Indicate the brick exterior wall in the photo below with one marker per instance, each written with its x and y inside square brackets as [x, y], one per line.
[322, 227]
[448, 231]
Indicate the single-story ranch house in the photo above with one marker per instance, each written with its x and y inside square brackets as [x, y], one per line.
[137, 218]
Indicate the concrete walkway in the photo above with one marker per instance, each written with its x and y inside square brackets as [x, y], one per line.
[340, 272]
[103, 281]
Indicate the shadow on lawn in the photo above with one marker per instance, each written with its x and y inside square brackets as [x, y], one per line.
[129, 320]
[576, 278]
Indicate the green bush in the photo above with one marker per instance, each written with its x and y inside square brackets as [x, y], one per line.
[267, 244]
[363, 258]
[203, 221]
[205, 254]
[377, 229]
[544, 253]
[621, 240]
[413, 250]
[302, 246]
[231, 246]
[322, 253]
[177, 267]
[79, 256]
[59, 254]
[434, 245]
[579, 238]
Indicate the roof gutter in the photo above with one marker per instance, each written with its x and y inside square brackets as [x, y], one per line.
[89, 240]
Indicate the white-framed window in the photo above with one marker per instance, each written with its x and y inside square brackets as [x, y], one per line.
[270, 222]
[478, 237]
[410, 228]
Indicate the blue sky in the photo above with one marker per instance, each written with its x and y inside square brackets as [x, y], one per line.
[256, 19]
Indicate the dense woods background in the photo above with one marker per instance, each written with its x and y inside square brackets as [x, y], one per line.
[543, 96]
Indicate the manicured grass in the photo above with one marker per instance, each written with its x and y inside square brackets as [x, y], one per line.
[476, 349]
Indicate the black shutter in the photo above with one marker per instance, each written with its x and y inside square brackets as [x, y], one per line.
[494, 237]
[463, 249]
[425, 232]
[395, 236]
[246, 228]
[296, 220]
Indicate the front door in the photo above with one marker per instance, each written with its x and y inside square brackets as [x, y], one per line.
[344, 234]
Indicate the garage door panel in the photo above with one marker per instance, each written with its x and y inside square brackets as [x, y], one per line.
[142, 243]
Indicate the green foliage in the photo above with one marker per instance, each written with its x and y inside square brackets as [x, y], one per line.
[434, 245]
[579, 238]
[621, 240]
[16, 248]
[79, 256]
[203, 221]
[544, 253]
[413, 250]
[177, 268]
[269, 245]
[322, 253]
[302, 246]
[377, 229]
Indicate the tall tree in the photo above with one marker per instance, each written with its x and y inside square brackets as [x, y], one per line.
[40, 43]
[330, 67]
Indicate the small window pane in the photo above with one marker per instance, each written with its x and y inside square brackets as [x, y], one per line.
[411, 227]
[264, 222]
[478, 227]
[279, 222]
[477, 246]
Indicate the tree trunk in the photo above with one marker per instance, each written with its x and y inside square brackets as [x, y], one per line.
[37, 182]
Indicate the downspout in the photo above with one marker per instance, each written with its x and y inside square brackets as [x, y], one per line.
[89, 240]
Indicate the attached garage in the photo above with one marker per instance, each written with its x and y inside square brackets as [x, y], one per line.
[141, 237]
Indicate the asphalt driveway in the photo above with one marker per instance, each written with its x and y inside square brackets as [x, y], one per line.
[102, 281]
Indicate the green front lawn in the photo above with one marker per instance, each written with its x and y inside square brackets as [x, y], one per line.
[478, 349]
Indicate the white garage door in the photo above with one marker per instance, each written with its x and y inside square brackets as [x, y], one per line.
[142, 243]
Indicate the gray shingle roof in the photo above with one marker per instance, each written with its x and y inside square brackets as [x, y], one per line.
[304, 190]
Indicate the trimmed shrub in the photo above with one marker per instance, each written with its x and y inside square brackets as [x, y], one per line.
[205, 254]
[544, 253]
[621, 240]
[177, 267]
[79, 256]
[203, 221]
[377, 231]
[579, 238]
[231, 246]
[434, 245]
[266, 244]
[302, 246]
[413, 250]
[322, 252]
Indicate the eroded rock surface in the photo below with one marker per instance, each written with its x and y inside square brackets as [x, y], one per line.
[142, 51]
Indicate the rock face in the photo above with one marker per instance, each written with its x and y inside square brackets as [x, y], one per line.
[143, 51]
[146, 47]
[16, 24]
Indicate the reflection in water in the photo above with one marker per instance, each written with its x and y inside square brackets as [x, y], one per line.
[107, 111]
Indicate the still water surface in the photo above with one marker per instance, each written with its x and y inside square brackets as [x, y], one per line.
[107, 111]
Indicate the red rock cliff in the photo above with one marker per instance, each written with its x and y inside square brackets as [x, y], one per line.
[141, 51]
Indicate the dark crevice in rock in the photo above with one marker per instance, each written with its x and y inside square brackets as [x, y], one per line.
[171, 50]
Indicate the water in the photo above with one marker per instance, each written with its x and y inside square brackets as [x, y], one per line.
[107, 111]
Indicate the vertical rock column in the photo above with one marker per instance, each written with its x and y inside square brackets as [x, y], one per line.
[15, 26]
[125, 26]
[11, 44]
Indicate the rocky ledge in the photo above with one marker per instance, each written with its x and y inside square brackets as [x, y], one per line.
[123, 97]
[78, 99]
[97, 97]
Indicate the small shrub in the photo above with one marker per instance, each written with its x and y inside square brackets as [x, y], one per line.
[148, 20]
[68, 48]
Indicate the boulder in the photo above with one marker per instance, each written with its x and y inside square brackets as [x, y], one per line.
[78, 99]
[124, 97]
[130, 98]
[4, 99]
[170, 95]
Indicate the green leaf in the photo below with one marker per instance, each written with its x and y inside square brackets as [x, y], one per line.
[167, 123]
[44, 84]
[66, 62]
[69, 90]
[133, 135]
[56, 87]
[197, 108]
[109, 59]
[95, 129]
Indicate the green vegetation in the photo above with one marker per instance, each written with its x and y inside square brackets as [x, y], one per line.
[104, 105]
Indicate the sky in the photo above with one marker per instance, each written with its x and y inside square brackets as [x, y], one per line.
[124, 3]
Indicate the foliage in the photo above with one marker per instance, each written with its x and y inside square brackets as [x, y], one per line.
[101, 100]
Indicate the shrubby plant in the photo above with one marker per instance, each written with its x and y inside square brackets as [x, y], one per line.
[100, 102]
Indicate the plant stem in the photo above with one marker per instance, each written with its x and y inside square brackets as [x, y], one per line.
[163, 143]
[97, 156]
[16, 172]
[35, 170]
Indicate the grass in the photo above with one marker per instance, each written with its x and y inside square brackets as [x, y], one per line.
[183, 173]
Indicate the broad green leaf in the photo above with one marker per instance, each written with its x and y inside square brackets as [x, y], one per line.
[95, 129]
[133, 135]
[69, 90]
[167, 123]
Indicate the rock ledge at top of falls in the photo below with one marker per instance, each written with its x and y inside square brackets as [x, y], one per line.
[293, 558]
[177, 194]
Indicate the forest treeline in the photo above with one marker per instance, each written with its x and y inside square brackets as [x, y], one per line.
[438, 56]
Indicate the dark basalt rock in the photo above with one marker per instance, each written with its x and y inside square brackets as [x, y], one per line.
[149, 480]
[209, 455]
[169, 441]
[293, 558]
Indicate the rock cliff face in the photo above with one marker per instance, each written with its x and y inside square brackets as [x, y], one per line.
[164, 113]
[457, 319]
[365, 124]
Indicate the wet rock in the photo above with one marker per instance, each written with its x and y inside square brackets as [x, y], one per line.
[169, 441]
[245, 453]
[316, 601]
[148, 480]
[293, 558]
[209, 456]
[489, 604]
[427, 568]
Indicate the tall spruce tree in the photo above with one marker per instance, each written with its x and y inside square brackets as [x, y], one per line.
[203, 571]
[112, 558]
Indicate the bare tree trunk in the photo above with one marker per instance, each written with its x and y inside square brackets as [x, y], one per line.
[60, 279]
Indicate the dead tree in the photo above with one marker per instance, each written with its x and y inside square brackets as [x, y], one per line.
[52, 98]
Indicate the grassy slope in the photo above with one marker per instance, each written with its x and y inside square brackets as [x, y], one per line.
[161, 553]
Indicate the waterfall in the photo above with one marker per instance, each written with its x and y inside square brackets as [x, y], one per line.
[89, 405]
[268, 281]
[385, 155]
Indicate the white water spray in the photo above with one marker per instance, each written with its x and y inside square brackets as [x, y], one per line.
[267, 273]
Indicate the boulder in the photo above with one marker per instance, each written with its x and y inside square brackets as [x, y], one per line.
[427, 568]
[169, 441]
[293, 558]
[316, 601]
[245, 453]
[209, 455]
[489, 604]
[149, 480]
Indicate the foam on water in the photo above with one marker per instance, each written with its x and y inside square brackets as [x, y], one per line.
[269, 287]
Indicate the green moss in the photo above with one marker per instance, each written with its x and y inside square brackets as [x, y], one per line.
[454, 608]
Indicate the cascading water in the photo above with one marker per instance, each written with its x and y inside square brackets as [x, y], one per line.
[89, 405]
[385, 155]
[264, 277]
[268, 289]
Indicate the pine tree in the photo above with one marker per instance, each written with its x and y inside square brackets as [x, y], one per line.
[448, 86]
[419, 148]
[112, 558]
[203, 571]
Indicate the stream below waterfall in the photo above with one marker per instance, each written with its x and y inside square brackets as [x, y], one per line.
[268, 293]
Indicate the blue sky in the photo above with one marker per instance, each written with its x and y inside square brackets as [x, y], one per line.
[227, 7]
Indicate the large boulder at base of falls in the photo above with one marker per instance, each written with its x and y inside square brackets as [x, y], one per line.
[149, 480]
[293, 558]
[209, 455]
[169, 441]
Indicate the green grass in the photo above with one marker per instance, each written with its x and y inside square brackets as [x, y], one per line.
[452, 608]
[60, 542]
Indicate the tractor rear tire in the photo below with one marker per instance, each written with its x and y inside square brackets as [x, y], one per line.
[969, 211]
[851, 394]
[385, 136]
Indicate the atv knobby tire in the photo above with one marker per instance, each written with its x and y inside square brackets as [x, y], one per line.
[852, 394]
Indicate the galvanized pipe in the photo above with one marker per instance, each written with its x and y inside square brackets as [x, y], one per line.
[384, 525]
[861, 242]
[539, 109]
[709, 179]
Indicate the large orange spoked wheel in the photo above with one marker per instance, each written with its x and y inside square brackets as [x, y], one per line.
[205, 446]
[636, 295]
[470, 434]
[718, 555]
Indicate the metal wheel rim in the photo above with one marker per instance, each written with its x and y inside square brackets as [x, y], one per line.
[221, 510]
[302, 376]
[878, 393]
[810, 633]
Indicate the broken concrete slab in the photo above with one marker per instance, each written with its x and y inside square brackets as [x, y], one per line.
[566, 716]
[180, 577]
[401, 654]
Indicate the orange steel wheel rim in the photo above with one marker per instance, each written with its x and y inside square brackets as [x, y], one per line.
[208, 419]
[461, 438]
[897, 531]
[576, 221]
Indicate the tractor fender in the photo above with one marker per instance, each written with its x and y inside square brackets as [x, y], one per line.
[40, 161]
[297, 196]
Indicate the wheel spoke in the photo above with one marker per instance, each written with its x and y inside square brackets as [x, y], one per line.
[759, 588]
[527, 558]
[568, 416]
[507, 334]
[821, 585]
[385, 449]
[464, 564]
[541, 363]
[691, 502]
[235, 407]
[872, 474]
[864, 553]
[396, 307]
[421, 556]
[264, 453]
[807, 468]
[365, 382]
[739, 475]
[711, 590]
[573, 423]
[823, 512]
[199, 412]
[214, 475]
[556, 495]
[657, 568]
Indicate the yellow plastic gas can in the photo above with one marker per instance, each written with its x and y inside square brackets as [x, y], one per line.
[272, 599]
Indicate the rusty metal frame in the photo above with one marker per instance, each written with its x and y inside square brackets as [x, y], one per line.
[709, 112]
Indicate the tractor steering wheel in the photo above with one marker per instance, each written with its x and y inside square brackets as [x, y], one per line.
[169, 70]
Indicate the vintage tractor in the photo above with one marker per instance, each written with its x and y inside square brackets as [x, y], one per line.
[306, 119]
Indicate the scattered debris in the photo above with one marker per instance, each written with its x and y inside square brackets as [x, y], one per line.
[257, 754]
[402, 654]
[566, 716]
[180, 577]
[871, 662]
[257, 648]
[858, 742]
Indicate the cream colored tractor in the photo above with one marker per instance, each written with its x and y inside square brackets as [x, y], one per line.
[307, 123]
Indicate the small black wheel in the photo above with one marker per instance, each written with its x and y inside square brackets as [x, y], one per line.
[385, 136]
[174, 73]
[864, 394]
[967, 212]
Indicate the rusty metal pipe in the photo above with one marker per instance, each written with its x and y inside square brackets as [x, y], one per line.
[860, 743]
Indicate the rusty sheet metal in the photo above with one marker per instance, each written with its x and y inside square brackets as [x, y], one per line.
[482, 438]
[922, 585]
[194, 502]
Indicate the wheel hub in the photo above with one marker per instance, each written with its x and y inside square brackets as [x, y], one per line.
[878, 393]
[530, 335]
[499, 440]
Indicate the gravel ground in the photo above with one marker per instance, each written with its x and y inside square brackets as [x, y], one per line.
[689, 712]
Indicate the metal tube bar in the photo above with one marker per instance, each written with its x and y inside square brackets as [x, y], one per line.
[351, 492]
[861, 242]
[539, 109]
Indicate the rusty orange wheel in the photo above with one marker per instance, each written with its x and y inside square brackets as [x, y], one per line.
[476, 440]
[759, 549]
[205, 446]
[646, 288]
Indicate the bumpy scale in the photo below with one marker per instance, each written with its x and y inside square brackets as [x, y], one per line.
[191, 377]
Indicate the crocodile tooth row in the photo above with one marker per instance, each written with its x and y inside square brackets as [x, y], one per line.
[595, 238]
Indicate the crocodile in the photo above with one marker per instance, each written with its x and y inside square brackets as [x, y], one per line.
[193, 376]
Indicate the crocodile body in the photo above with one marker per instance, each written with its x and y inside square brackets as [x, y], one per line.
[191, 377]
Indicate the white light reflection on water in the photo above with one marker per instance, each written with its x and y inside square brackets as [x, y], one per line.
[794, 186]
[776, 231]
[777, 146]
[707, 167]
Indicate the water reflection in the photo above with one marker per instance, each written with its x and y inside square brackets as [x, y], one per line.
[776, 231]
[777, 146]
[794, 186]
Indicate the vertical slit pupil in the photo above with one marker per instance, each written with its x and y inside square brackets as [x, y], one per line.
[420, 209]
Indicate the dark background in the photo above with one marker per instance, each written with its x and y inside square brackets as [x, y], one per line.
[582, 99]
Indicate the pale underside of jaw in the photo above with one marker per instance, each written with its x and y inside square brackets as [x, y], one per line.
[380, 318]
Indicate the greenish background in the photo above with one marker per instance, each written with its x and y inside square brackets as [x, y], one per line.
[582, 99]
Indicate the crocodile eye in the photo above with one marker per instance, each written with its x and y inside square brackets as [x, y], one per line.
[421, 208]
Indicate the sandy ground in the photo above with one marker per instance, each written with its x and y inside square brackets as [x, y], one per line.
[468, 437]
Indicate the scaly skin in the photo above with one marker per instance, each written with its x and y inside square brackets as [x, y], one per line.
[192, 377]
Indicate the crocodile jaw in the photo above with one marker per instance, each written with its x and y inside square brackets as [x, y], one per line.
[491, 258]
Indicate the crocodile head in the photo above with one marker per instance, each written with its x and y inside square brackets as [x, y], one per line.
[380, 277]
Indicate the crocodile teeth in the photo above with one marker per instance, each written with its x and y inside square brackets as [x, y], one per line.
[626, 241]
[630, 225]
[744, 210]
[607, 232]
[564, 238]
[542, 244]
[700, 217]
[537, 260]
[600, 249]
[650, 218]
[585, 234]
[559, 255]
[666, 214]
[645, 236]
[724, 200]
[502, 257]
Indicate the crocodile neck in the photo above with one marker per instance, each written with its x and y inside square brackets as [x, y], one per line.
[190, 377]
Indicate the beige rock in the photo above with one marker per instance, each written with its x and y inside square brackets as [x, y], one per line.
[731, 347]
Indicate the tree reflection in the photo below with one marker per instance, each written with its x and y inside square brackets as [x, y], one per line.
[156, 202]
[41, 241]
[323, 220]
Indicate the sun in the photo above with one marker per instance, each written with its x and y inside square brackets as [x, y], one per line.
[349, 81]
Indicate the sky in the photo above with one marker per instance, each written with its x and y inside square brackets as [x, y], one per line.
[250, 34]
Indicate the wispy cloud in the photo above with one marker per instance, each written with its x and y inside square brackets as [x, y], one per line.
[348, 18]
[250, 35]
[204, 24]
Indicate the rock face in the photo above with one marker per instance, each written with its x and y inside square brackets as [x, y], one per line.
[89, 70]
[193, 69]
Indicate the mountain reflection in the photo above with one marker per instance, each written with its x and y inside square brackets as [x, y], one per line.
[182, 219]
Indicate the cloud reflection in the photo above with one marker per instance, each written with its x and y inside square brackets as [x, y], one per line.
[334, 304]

#####

### Task details
Starting with the line that contains "Indicate the tree reflection", output every line through the end of the listing above, unchanged.

### Task answer
Indicate the tree reflection in the photo below with one marker per instance, each written with its x and y inside square brackets as [x, y], one per line.
[156, 202]
[41, 241]
[323, 220]
Indicate the sun in the photo above with one marker per instance, each written with its x and y inside square brackets as [x, y], one per line.
[349, 81]
Indicate the sky in the photo above with one marker per instance, each written with its x and y inside square brackets as [x, y], one per line.
[250, 34]
Indicate the wispy cloud in the photo above with one marker per instance, each written with its x and y inside square brackets as [x, y], one per line.
[348, 18]
[250, 35]
[204, 24]
Indicate the rock face in the photo above with one marker per instance, each written with its x and y inside square brackets as [x, y], one per line.
[89, 70]
[193, 69]
Indicate the mountain reflection in the photo above with one marker per instance, each written with its x and y inside square brackets as [x, y], one per line.
[182, 219]
Indicate the cloud reflection in the photo above with one marker per instance, each written with its x and y inside square brackets as [x, y], one per line.
[334, 304]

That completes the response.